EXTRACT —

------------------------------------------------------------

Any Publicity Is Good Publicity

I love the latest Journal Entry by Robb Flynn. It’s a crack up around the new A7X album.

“Avenged Sevenfold – Now with more Metallica”

“After hearing Heretic, Dave Mustaine flips out, blames Obama, Metallica and UFO’s for A7X stealing Symphony Of Destruction.”

Any publicity is good publicity. I posted previously that it was a ballsy move releasing some of the songs with so many similarities. I am not against it, as I have always said progress is derivative. “Hail To The King” has people talking, and that is what you want from an album, especially in this day and age, where albums come out and by six weeks they have disappeared. You want the album to stick around for at least 12 months in people’s minds.

I can’t believe that some people are losing their minds in the comments section on Facebook. No one can take a joke these days. There are a whole heap of people sticking up for A7X, while others are completely writing them off. Poor old Robb Flynn is copping it as well. I couldn’t stop laughing though with all these A7X fans making comments like, “I don’t hear any similarities to the songs mentioned”, I was like WTF, what rock have you been hiding under?

For the record I am cranking this album again today. And you know what, if a kid is hearing this kind of music for the first time and Avenged Sevenfold is their first introduction to Heavy Metal music, then what an introduction it would be for them. I played it to my boys (ages 8 and 7) and they really dig it. They haven’t really heard much Metallica and Megadeth so they don’t know the songs written by Megadeth and Metallica. This is much in the same way, when the Eighties bands came out, I didn’t know about the Sixties and Seventies bands that the Eighties bands were “influenced” by. So for an introduction to a new generation, “Hail To The King” is a great sounding album.

Tracks 1 (Shepherd Of Fire), 2 (Hail To The King), 3 (Doing Time), 5 (Requiem), 7 (Heretic), 8 (Coming Home) and 9 (Planets) are standing out at the moment. I was never a fan of “Sad But True”, so I am not really a fan of “This Means War”, however it does have some cool melodic lead breaks. I think the vocal melody is too much like “Sad But True” and that makes me dislike it as I didn’t like the original vocal melody anyway. On the other hand, I am a fan of “Symphony Of Destruction” and I really like what A7X did with “Heretic”. I still prefer the original. The ballads are boring as.

------------------------------------------------------------

DATA EXCERPT —

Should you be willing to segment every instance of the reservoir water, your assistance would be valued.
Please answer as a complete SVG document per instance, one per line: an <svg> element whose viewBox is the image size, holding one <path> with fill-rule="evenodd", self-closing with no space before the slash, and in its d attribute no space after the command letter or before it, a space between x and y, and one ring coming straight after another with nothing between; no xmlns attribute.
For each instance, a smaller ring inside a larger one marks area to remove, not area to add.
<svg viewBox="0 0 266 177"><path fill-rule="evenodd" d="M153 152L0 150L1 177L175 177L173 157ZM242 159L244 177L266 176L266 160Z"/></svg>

------------------------------------------------------------

EXERCISES TO COMPLETE —
A. Using the post on the A7X album, decide whether each statement agrees with it: (i) The writer's boys, ages 8 and 7, liked the album. (ii) The writer is a fan of "This Means War." (iii) The writer is against releasing songs with so many similarities. Answer yes or no for each, and quote the deciding words.
B. Retype the stretch of the post on the A7X album from "I can’t believe" through "been hiding under?".

ANSWERS TO THE PROBLEMS —
A.
(i) Yes: "I played it to my boys (ages 8 and 7) and they really dig it."
(ii) No: "so I am not really a fan of “This Means War”"
(iii) No: "I am not against it"

B.
I can’t believe that some people are losing their minds in the comments section on Facebook. No one can take a joke these days. There are a whole heap of people sticking up for A7X, while others are completely writing them off. Poor old Robb Flynn is copping it as well. I couldn’t stop laughing though with all these A7X fans making comments like, “I don’t hear any similarities to the songs mentioned”, I was like WTF, what rock have you been hiding under?